While you copy the lines below, skip the pictures and keep the rest exact.

(Region pointing data)
○ ○ ○ ○
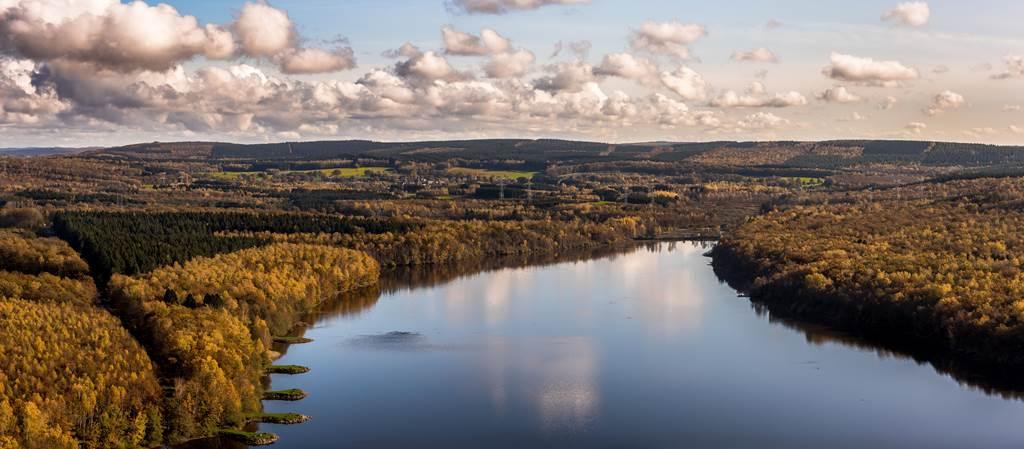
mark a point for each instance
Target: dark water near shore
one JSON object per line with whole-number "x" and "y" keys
{"x": 641, "y": 350}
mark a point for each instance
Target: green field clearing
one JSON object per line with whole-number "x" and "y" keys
{"x": 341, "y": 172}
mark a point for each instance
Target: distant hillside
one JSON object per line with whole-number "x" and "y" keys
{"x": 41, "y": 151}
{"x": 833, "y": 154}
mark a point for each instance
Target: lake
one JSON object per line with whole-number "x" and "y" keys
{"x": 646, "y": 349}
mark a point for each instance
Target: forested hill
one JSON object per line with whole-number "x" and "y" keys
{"x": 833, "y": 154}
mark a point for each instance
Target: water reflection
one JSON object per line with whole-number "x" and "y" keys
{"x": 1003, "y": 382}
{"x": 638, "y": 349}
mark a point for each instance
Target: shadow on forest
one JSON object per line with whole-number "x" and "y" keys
{"x": 992, "y": 380}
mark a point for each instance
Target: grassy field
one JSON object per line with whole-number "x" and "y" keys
{"x": 508, "y": 174}
{"x": 341, "y": 172}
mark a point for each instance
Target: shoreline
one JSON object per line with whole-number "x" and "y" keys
{"x": 876, "y": 325}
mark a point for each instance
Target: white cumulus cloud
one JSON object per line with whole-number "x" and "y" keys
{"x": 671, "y": 38}
{"x": 945, "y": 100}
{"x": 838, "y": 94}
{"x": 867, "y": 71}
{"x": 756, "y": 55}
{"x": 909, "y": 13}
{"x": 503, "y": 6}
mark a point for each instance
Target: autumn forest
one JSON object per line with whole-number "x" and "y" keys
{"x": 145, "y": 291}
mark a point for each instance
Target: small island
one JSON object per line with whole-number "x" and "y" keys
{"x": 287, "y": 369}
{"x": 285, "y": 395}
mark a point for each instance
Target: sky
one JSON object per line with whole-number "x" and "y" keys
{"x": 105, "y": 72}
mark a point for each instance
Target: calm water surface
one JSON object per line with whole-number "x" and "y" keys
{"x": 642, "y": 350}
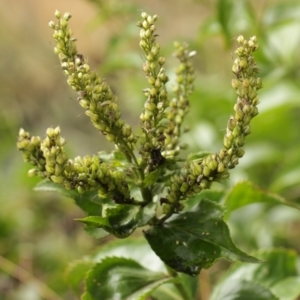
○ ○ ○ ○
Reply =>
mark a point for each instance
Target: dark water near shore
one JSON object per line with whole-number "x" and "y" keys
{"x": 641, "y": 350}
mark a point for each instance
Target: green field clearing
one JSON object per line with whole-number "x" and "y" keys
{"x": 341, "y": 172}
mark a point for each instance
Target: distant hillside
one JSON object per line with whole-number "x" and "y" keys
{"x": 41, "y": 151}
{"x": 833, "y": 154}
mark a point for each instance
Target: lake
one JSON object per line with whole-number "x" and "y" keys
{"x": 646, "y": 349}
mark a point for each instance
Target: forested hill
one JSON object per line with whole-number "x" and "y" keys
{"x": 833, "y": 154}
mark a point for each instance
Target: water reflection
one JSON object per line with whole-number "x" and "y" keys
{"x": 1003, "y": 382}
{"x": 638, "y": 349}
mark a point for each instance
Target: shadow on forest
one JSON object per line with whole-number "x" and "y" keys
{"x": 992, "y": 380}
mark a point for each instance
Target: grassy field
one JSON object per line with whole-number "x" and "y" keys
{"x": 508, "y": 174}
{"x": 341, "y": 172}
mark a point for each instance
Target: shoreline
one JSON object per line with whole-number "x" and "y" keys
{"x": 876, "y": 325}
mark a point for each instance
Target: white cumulus cloud
one JSON object per line with whole-number "x" and "y" keys
{"x": 671, "y": 38}
{"x": 945, "y": 100}
{"x": 838, "y": 94}
{"x": 867, "y": 71}
{"x": 756, "y": 55}
{"x": 909, "y": 13}
{"x": 503, "y": 6}
mark a point for each instance
Target: autumn forest
one JSON object per line with whole-number "x" and "y" keys
{"x": 145, "y": 291}
mark a point for each instance
Target: small island
one JSON object per line with whole-number "x" and "y" keys
{"x": 287, "y": 369}
{"x": 285, "y": 395}
mark a point for each instance
Target: sky
one JSON object per line with whole-number "x" and "y" keys
{"x": 105, "y": 72}
mark a point for each instance
Target: calm water surface
one JSON object per line with whole-number "x" and "y" keys
{"x": 642, "y": 350}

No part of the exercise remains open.